(Raw records)
** Begin **

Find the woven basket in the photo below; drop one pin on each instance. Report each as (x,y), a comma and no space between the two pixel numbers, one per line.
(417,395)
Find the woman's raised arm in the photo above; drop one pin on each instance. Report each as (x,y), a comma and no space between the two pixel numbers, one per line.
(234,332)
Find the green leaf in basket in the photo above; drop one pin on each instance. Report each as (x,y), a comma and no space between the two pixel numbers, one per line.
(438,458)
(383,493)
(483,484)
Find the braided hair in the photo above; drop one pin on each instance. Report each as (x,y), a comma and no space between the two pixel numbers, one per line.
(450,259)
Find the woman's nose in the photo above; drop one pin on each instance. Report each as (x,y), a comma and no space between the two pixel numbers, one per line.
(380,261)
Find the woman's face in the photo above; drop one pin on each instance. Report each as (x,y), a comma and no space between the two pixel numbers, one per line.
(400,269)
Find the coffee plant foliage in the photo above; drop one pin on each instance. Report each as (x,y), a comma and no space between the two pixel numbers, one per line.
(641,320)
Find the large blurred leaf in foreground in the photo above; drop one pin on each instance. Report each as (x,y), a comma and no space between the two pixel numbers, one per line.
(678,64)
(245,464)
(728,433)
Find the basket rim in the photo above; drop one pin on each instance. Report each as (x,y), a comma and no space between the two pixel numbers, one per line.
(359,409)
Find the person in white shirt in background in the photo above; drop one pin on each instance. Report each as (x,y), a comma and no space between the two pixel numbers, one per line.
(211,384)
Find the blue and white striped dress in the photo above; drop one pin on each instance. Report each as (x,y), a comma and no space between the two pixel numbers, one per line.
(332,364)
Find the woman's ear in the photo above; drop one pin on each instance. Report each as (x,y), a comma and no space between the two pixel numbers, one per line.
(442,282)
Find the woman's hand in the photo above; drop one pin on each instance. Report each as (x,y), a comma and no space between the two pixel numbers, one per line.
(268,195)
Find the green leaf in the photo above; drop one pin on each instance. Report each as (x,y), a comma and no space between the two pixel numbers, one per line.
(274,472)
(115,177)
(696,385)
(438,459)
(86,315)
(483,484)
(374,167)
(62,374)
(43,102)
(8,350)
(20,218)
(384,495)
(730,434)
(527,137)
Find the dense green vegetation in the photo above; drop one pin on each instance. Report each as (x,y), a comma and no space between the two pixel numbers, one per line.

** End **

Do this | Return the material exactly as it stands.

Full answer |
Find the woven basket in the photo below; drop one pin on each instance. Report each as (x,y), a comma and no space between the two pixel numbers, one per line.
(417,395)
Find the woman's raised arm in the photo above; drop one pin on each instance. Report each as (x,y), a comma and no space between the two pixel numbers, one per line.
(234,332)
Find the green leaf in basket in the photo above; drop one pin on each instance. Report each as (x,y), a comma and no space between the two pixel numbers, one per line.
(438,458)
(383,493)
(483,484)
Find the braided hair in the photo above; drop one pin on each instance. Report each as (x,y), a comma and no space between the two pixel numbers, one per line.
(450,259)
Find the woman's nose in the photo above; drop one pin on each instance. Report each as (x,y), a comma and no space between the two pixel numbers, one per line.
(380,261)
Find the woman's face in the photo above; drop one pin on each instance. Report each as (x,y), a comma and no space between the two pixel numbers, one per line.
(400,269)
Find the coffee plant foliage in the photo above; drop one pin on each instance. Report each as (x,y), a comma and no space between the two pixel numbers, one per line.
(641,320)
Find the large blurred leaf in foreground in the photo above; drop one pin on each instance. Report each as (x,y), a comma and no space between the two pixel numbers, one per line.
(678,64)
(245,464)
(728,433)
Find the basket rim in the photo above; drop one pin on each instance. Report each as (x,y), a comma and no space between the two pixel numbers, one per line.
(359,409)
Find the person in white shirt in background in the photo above; drop one pin on each instance. Report each as (x,y), a comma and no space between the two pixel numbers, one per line.
(211,384)
Find the blue and white striped dress in the photo above; drop one pin on each instance. Report each as (x,y), a comma and no space between the two pixel numbers, one per line.
(332,364)
Find the woman's ear in the photo above; drop one pin on each instance. Report each as (x,y), a comma and no space between the two pixel numbers, one per line.
(442,282)
Find the woman's hand in the photo above; drop one pin on each instance. Report each as (x,y), a comma and no space between the two pixel numbers, one per line.
(268,195)
Find the green leaf in the photo above; drop one pin on each instance. Report each as (x,y), a comma and no space between the two pixel numbers, one per line.
(274,472)
(115,177)
(696,385)
(438,459)
(86,315)
(483,484)
(374,167)
(62,374)
(43,102)
(8,350)
(20,218)
(384,495)
(730,434)
(527,137)
Find the dense green vegetation in the photo above; drop one pin on each instance. Report each as (x,y), a comma and no space between the two pixel numbers, one per line.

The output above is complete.